### Input material
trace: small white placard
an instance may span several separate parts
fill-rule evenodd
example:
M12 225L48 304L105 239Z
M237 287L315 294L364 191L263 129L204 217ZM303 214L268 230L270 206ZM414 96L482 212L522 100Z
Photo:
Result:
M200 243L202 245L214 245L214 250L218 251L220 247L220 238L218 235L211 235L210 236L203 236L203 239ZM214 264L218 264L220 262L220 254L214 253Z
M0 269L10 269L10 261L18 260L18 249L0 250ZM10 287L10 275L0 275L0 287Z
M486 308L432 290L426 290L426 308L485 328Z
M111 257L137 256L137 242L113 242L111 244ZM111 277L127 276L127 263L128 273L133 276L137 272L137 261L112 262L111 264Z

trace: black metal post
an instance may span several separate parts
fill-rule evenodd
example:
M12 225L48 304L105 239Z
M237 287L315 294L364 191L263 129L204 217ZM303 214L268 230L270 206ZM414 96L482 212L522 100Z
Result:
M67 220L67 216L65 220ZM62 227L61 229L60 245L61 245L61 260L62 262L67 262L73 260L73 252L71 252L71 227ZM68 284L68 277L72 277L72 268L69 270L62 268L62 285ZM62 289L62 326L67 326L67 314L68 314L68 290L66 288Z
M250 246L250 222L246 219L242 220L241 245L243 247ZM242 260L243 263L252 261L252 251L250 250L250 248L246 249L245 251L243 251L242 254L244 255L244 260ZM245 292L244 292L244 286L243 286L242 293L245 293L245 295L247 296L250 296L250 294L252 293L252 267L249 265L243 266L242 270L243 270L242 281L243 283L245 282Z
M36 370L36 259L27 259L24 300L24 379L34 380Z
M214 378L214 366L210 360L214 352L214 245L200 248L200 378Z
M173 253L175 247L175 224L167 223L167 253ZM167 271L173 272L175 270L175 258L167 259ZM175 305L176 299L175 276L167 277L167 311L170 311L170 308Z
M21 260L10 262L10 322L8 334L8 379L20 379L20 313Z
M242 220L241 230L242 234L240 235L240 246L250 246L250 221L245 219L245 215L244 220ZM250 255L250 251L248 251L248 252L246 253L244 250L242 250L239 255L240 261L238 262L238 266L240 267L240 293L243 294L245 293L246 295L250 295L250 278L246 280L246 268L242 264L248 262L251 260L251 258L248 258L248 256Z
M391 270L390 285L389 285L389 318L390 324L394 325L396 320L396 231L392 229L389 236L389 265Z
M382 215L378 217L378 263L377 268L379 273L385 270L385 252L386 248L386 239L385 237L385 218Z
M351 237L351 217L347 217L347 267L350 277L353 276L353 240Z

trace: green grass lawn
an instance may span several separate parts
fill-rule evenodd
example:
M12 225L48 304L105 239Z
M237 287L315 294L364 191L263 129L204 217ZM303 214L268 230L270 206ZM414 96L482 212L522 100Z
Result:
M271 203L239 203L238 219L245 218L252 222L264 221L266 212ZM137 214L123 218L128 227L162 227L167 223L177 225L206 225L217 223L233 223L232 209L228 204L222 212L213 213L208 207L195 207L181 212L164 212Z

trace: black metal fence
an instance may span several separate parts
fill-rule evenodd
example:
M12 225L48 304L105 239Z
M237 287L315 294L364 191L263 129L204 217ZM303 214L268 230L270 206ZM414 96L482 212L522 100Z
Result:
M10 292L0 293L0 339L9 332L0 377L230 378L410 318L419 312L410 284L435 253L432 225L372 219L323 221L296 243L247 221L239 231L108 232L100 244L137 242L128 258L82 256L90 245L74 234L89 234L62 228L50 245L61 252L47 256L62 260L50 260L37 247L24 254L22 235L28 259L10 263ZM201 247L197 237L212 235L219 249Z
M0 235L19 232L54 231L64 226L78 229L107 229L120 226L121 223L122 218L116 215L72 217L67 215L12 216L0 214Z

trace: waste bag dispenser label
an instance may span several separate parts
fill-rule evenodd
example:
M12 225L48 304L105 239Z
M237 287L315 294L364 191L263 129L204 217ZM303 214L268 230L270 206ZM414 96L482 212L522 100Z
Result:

### Task instructions
Can you rewrite the whole listing above with "trace" replaced by "outline" and everything else left unchanged?

### Correct result
outline: small white placard
an instance may span several separate parts
fill-rule evenodd
example:
M12 225L48 304L105 239Z
M237 287L315 294L364 191L263 129L204 217ZM303 214L268 230L270 206ZM414 96L482 212L522 100Z
Photo:
Result:
M200 243L202 245L214 245L214 250L218 251L220 247L220 238L218 235L211 235L210 236L203 236L203 239ZM214 264L218 264L220 262L220 254L214 253Z
M0 269L10 269L10 261L18 260L18 249L0 250ZM10 287L10 275L0 275L0 287Z
M486 308L432 290L426 290L426 308L485 328Z
M111 257L137 256L137 242L113 242L111 244ZM111 277L127 276L127 263L128 273L133 276L137 272L137 261L112 262L111 264Z

outline: black metal post
an instance may span several separate parts
fill-rule evenodd
example:
M12 225L48 304L105 239Z
M237 287L315 294L364 191L263 129L204 217ZM303 214L268 230L270 206ZM414 96L482 212L522 100Z
Result:
M67 220L67 216L65 220ZM62 227L61 229L60 245L61 245L61 260L62 262L67 262L73 260L73 252L71 252L71 227ZM68 284L68 277L72 277L72 268L69 270L62 268L62 285ZM62 289L62 326L67 326L67 314L68 314L68 290L66 288Z
M250 246L250 222L246 219L242 220L241 245L243 247ZM242 260L243 263L252 261L252 251L250 250L250 248L246 249L245 251L243 251L242 254L244 255L244 260ZM245 292L244 292L244 286L243 286L242 293L245 293L245 295L247 296L250 296L250 294L252 293L252 267L249 265L243 266L242 270L243 270L242 281L243 283L245 282Z
M36 370L36 259L27 259L24 300L24 379L34 380Z
M214 378L214 366L210 360L214 352L214 245L200 248L200 378Z
M173 253L175 247L175 224L167 223L167 253ZM167 271L173 272L175 270L175 258L167 259ZM175 305L176 299L175 276L167 277L167 311L170 311L170 308Z
M21 260L10 262L10 322L8 334L8 379L20 379L20 313Z
M242 220L241 230L242 234L240 235L240 246L250 246L250 221L245 219L245 215L244 220ZM250 255L250 251L248 251L248 252L246 253L244 250L242 250L239 255L240 261L238 262L238 266L240 267L240 293L243 294L245 293L246 295L250 295L250 278L246 280L246 268L242 264L248 262L251 260L251 258L248 258L248 256Z
M391 270L390 285L389 285L389 318L390 324L394 325L396 320L396 231L392 229L389 236L389 265Z
M382 215L378 217L378 263L377 268L379 273L385 270L385 252L386 248L386 239L385 237L385 218Z
M351 237L351 217L347 217L347 267L350 277L353 276L353 240Z

outline: green grass lawn
an instance may span several separate parts
fill-rule evenodd
example:
M12 225L48 304L105 239Z
M237 287L315 294L364 191L263 129L204 217ZM303 214L268 230L270 206ZM414 96L482 212L522 100Z
Result:
M271 203L239 203L238 219L245 218L252 222L264 221L266 212ZM137 214L123 218L128 227L162 227L167 223L177 225L206 225L217 223L233 223L232 209L228 204L222 212L213 213L208 207L195 207L181 212L164 212Z

outline: black metal fence
an instance may span several separate parts
fill-rule evenodd
example:
M12 225L48 304L105 239Z
M237 287L315 294L364 191L263 129L204 217ZM303 214L268 230L270 206ZM414 96L482 212L522 100Z
Result:
M10 292L0 293L0 339L9 332L0 377L230 378L410 318L419 312L410 284L435 253L432 225L372 219L323 221L296 243L247 221L239 231L108 232L100 244L137 242L128 258L82 256L90 245L74 234L89 234L62 228L50 245L61 252L47 256L62 260L50 260L37 247L24 254L22 235L28 259L10 263ZM201 247L197 237L212 235L219 249Z
M0 235L19 232L54 231L64 226L78 229L107 229L120 226L121 223L122 218L116 215L72 217L67 215L12 216L0 214Z

outline: waste bag dispenser label
an instance may span several separate parts
fill-rule evenodd
example:
M12 225L48 304L105 239Z
M237 287L315 294L364 191L263 129L204 217ZM303 214L268 230L270 206ZM414 96L482 212L522 100Z
Result:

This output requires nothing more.